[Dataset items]
- - - -
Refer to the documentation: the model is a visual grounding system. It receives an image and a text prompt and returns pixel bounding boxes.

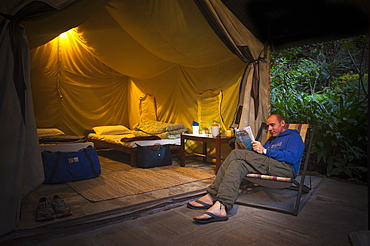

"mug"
[192,126,199,135]
[211,126,220,137]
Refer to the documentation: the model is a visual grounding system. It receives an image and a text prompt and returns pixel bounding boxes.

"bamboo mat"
[68,166,214,202]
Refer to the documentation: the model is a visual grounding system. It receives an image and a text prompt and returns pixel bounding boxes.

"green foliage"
[270,35,368,180]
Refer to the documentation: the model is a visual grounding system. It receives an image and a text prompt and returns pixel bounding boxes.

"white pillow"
[93,125,131,135]
[37,128,65,137]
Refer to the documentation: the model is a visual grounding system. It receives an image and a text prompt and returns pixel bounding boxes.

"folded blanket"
[121,136,161,142]
[133,120,188,136]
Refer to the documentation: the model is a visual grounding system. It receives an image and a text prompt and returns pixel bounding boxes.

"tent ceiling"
[222,0,370,49]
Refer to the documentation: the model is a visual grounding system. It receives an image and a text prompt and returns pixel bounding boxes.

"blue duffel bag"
[42,146,101,184]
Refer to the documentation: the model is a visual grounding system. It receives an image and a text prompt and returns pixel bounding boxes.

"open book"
[235,126,254,150]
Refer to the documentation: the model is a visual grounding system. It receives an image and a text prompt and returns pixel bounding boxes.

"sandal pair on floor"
[187,200,229,224]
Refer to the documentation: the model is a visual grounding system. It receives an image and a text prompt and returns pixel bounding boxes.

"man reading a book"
[187,114,304,224]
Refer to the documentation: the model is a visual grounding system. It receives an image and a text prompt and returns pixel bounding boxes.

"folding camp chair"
[236,123,316,216]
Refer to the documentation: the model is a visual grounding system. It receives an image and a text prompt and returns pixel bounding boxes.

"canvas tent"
[0,0,369,235]
[0,0,269,235]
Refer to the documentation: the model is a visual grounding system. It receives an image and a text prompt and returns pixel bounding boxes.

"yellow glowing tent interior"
[26,1,267,135]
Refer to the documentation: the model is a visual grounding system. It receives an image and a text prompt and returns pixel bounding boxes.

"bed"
[85,121,187,167]
[37,128,94,152]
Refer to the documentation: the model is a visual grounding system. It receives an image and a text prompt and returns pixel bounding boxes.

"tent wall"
[31,1,250,134]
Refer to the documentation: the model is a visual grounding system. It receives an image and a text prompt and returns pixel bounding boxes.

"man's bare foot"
[189,193,213,208]
[194,201,227,220]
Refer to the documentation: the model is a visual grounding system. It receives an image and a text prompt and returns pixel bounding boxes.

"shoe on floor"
[187,200,213,209]
[36,197,55,221]
[193,212,229,224]
[50,195,72,218]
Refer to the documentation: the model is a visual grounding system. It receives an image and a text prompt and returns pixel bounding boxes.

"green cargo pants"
[207,149,294,211]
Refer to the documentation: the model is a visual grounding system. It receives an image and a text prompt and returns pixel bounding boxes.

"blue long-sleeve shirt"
[263,129,304,175]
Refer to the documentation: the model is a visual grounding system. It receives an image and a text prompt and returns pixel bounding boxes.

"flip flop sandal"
[187,200,213,209]
[194,212,229,224]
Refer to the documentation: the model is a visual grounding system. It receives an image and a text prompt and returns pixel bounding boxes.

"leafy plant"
[270,36,368,180]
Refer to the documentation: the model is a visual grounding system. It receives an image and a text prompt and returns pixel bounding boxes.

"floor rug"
[68,166,214,202]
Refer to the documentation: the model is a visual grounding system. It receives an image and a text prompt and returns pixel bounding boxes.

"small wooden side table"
[180,134,232,173]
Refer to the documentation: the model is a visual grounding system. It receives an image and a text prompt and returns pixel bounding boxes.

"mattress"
[40,142,94,152]
[88,133,181,148]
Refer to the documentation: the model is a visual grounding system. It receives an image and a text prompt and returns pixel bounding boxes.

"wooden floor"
[0,149,368,246]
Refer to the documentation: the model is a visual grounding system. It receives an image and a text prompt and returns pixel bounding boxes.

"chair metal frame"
[235,123,316,216]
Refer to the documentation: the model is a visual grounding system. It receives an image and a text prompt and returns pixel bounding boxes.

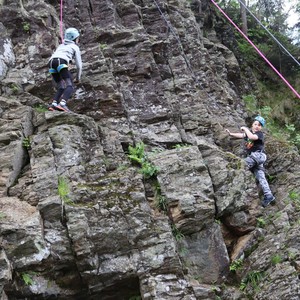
- - - -
» **THE REQUEST**: List every line in the entries above that contains the word "wooden", treating uppercase and lowercase letters as distinct.

» **COMPLETE RESPONSE**:
"small wooden side table"
"wooden floor"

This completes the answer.